Hapag-Lloyd has unveiled how it is weathering the Covid-19 storm
Hapag Lloyd chief executive Rolf Habben Jansen unveiled three priorities for the shipping line to mitigate the impact of Covid-19 in a recent virtual press briefing.
He explained that Hapag-Lloyd is “well positioned and we have clear priorities to mitigate negative effects on our people, customers and business”.
Mr Habben Jansen said safety of its employees is the shipping line’s number one priority and protective measures are and will remain in place. Most staff are working from home to minimise the risk of transmitting the virus and there has been significant investment in IT infrastructure to accommodate this.
Its customer priority is seeing the company adjusting capacity to demand. “We on-hired equipment in Asia and Europe to secure sufficient availability of boxes to safeguard an uninterrupted supply chain,” said Mr Habben Jansen. The company has also started its Digital Capability to assist customers.
Hapag-Lloyd’s third priority is its financials. The carrier is re-evaluating its investment plans and secured additional liquidity in case needed. The company has a healthy cash balance and solid balance sheet. Mr Habben Jansen said “We are well positioned to weather the storm.”
In terms of impact on plans such as ordering new tonnage, he said “It is not a secret that we are looking at ordering new ships but it is also not logical to put an order out there now… we will wait until things settle down.”
In terms of chartered ships, he said Hapag Lloyd had returned only a few, in the small double digit numbers.
Speaking generally about how the container shipping industry will weather the Covid-19 impact, he said there were “important differences” to 2008 and 2009, when the container shipping industry entered into “quite a long and difficult period”. He said the industry had an orderbook that was half of the global fleet and this resulted in a “massive imbalance between supply and demand.”
He said “Today that situation is different as the orderbook is a record low and we expect the orderbook to come down even further.”
He added “We need to adjust capacity to lower demand, there are quite a lot of sailings being taken out… when the market picks up capacity will come back. Most ships are available and it will be possible to put them back in service quite soon.”

......

TASK – Copy word for word the part of the Hapag-Lloyd article starting with "He explained that" and going on through "to accommodate this.". You won't need the records for any of this.

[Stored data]
......

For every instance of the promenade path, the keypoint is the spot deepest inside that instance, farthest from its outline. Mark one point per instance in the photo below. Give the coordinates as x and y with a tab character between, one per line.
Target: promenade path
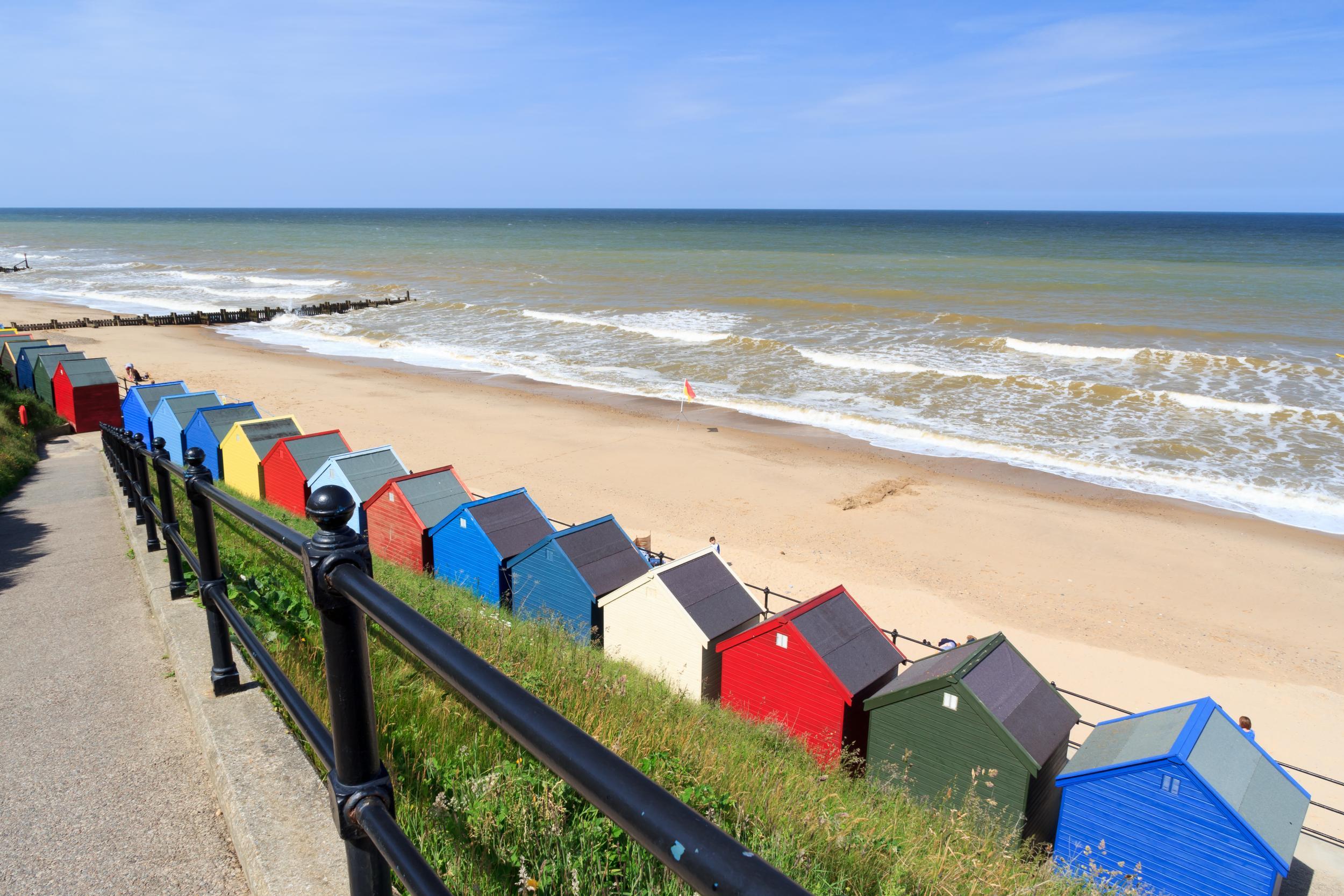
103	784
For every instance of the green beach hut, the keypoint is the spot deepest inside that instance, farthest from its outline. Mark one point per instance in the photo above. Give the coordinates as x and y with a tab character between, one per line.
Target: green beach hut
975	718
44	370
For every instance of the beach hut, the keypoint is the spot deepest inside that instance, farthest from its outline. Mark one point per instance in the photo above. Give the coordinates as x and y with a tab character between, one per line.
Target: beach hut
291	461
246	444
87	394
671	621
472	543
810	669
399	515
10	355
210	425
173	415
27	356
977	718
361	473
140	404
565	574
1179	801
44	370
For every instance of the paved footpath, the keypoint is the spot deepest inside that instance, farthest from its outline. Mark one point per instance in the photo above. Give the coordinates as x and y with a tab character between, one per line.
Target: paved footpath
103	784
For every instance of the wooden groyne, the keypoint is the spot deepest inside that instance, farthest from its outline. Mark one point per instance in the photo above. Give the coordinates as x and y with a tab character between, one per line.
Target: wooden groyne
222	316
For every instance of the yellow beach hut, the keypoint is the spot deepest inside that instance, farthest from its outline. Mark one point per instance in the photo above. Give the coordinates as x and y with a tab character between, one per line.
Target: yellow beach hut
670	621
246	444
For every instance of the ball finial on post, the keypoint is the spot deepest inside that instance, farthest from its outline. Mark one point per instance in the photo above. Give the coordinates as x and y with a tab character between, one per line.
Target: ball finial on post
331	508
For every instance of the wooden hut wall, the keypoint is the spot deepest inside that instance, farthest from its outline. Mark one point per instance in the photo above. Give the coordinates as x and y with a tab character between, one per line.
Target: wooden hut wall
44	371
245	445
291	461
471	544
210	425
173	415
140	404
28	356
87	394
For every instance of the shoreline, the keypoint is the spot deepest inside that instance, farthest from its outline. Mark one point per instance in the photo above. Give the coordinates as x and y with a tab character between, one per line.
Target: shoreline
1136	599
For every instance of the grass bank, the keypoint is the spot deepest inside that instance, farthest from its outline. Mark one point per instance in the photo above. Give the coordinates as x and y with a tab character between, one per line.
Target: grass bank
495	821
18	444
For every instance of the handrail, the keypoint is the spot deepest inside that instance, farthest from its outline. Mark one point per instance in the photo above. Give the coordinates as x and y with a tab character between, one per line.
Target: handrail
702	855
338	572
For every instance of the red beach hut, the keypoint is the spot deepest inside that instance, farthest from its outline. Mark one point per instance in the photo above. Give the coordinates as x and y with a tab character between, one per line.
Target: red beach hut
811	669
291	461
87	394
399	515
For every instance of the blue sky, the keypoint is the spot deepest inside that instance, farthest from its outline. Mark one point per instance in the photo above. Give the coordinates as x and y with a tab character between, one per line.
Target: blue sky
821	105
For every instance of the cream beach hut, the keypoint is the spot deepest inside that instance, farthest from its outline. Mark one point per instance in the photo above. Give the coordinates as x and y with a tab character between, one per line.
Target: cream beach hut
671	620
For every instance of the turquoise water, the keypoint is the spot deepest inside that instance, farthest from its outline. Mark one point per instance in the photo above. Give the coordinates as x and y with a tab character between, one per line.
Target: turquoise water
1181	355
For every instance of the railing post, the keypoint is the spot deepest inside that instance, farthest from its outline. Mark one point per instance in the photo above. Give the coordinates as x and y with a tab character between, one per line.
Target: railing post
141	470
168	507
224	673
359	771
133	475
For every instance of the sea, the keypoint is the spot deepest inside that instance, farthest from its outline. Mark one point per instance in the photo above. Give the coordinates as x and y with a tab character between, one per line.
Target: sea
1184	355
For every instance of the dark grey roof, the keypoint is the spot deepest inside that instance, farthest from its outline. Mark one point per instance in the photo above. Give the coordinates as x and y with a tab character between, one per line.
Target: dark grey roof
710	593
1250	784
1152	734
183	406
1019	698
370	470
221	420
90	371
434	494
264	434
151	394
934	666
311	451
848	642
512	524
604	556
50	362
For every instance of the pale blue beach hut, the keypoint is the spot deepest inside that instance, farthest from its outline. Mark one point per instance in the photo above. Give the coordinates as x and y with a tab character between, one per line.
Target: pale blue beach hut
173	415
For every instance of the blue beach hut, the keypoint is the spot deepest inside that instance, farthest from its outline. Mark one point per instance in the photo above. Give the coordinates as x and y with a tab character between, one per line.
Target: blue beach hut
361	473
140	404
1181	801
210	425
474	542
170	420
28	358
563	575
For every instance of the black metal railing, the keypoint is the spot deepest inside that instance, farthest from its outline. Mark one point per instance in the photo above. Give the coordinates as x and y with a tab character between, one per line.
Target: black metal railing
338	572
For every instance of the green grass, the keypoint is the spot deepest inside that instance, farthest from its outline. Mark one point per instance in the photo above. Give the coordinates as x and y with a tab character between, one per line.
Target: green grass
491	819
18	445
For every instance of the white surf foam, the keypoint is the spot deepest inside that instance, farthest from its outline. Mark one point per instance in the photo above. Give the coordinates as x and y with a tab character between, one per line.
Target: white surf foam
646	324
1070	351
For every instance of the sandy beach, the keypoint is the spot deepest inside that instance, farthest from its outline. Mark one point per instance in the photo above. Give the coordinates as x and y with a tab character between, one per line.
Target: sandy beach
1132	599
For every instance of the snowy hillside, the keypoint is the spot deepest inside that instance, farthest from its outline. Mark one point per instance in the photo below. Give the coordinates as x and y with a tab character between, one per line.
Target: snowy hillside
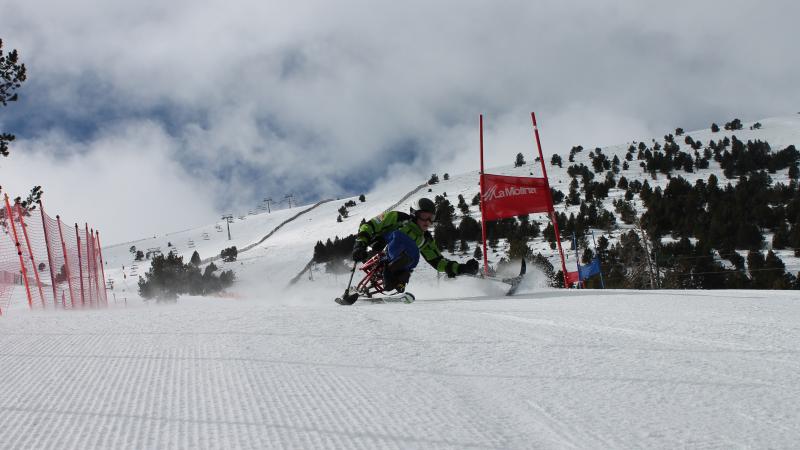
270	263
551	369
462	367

......

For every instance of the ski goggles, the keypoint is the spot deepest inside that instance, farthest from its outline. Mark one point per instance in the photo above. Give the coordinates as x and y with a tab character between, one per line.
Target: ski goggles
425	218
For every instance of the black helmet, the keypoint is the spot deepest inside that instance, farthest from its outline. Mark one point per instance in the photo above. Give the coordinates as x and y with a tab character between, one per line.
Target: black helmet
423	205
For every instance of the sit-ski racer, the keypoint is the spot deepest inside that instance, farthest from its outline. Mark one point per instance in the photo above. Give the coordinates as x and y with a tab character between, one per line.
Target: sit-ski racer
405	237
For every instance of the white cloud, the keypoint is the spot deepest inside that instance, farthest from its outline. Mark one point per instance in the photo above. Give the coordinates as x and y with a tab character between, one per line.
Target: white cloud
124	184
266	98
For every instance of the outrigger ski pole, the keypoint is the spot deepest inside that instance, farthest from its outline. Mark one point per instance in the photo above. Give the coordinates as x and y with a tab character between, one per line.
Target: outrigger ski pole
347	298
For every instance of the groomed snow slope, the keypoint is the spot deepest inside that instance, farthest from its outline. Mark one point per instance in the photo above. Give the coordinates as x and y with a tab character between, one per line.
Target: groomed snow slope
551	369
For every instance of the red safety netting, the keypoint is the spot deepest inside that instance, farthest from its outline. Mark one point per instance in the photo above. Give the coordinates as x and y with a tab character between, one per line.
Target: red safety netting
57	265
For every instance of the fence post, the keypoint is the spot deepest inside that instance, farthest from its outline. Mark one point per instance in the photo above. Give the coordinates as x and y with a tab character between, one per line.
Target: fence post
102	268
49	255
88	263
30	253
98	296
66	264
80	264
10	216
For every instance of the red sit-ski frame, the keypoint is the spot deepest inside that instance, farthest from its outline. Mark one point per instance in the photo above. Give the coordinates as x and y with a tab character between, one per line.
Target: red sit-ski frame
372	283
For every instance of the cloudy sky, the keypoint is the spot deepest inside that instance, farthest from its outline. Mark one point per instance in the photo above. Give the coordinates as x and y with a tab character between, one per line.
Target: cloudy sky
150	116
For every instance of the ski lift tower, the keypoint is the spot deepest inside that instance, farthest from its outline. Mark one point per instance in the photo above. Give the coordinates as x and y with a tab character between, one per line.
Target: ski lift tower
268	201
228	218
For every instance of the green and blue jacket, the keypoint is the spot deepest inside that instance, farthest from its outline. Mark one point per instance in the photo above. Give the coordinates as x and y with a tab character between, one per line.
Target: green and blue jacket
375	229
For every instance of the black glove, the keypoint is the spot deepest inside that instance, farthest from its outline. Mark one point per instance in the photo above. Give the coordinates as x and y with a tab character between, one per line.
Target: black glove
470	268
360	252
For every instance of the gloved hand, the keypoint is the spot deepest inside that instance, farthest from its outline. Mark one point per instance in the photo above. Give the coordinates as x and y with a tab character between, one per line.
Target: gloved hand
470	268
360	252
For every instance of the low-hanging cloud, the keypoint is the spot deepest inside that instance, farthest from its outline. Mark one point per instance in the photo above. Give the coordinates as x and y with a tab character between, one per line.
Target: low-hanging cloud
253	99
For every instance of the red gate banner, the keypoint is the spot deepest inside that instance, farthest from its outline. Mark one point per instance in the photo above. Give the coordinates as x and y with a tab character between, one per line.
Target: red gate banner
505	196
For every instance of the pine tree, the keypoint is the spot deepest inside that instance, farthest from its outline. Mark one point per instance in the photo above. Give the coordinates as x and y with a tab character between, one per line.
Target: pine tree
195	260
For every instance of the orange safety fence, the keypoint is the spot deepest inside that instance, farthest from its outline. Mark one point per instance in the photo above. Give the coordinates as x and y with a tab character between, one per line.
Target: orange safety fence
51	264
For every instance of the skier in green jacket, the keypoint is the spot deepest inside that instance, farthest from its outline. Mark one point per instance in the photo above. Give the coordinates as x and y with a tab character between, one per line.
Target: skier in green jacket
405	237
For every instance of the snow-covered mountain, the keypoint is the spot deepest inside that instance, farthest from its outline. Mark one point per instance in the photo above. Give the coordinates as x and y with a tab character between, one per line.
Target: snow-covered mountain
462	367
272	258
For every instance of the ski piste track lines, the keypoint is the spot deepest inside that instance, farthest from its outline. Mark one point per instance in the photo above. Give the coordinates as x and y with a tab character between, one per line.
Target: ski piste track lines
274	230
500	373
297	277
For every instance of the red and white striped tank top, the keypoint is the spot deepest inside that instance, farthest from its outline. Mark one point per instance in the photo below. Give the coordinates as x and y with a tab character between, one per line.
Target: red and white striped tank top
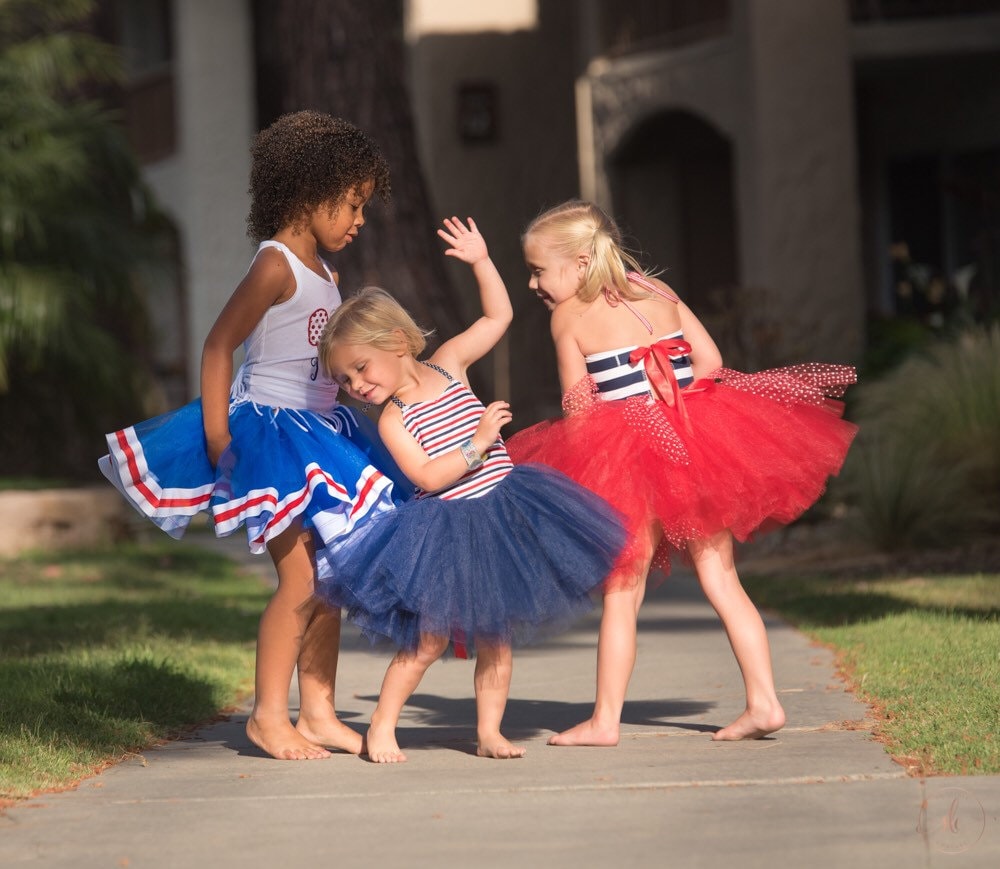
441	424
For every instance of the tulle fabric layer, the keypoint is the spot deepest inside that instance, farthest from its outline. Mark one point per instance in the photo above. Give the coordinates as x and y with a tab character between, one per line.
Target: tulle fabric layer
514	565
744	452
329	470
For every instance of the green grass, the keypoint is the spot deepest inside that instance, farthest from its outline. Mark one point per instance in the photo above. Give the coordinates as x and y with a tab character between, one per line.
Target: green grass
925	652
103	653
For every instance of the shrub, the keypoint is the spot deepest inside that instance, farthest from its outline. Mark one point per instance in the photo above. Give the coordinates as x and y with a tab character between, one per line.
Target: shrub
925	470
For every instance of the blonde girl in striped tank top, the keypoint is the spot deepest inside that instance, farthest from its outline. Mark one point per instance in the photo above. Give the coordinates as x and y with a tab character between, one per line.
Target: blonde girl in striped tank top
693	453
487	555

......

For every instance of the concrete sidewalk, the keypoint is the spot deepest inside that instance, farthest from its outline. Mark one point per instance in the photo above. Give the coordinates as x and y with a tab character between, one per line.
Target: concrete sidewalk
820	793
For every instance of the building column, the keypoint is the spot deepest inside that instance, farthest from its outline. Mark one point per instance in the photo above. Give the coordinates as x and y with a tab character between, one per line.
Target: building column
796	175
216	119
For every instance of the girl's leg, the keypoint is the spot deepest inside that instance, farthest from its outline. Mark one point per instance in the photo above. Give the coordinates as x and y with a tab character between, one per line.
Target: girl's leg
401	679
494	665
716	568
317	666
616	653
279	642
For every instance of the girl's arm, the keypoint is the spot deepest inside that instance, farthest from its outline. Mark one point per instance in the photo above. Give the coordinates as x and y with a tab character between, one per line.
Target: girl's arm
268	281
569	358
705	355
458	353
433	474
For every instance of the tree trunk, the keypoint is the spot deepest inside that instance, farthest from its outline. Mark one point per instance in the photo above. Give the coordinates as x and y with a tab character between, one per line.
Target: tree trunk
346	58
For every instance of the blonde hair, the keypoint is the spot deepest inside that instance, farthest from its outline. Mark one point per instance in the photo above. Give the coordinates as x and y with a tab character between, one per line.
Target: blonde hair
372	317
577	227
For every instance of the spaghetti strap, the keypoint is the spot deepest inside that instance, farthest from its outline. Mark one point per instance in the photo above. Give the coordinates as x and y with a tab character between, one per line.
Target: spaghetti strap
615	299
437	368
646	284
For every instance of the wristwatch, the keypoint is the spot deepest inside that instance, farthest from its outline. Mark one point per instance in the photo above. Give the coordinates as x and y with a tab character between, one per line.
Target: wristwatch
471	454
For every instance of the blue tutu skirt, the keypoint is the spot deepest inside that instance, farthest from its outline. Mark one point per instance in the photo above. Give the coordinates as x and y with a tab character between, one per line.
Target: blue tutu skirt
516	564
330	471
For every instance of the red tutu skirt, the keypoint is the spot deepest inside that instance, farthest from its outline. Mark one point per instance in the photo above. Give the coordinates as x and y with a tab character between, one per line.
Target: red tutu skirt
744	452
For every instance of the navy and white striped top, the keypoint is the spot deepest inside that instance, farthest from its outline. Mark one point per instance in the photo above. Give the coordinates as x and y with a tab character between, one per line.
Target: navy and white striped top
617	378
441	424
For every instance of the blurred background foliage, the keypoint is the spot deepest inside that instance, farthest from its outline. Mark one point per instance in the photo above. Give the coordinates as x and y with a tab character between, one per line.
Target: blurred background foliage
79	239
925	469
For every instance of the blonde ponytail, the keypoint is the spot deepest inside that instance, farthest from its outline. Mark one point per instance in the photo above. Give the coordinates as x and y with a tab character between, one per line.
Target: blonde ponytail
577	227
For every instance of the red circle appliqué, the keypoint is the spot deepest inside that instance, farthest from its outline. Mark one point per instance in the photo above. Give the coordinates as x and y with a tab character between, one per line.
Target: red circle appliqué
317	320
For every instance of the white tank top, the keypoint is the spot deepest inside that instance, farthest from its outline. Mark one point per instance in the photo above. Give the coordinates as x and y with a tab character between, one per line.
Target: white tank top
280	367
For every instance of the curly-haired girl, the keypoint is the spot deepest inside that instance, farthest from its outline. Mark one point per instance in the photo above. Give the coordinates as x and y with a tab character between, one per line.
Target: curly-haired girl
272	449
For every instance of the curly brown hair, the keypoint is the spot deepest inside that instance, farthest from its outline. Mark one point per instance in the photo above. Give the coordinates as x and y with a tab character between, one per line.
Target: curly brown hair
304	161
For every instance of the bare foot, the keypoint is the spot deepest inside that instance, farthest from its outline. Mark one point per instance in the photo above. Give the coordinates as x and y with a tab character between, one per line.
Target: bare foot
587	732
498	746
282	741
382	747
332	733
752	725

......

COMPLETED EXERCISE –
He explained that Hapag-Lloyd is “well positioned and we have clear priorities to mitigate negative effects on our people, customers and business”.
Mr Habben Jansen said safety of its employees is the shipping line’s number one priority and protective measures are and will remain in place. Most staff are working from home to minimise the risk of transmitting the virus and there has been significant investment in IT infrastructure to accommodate this.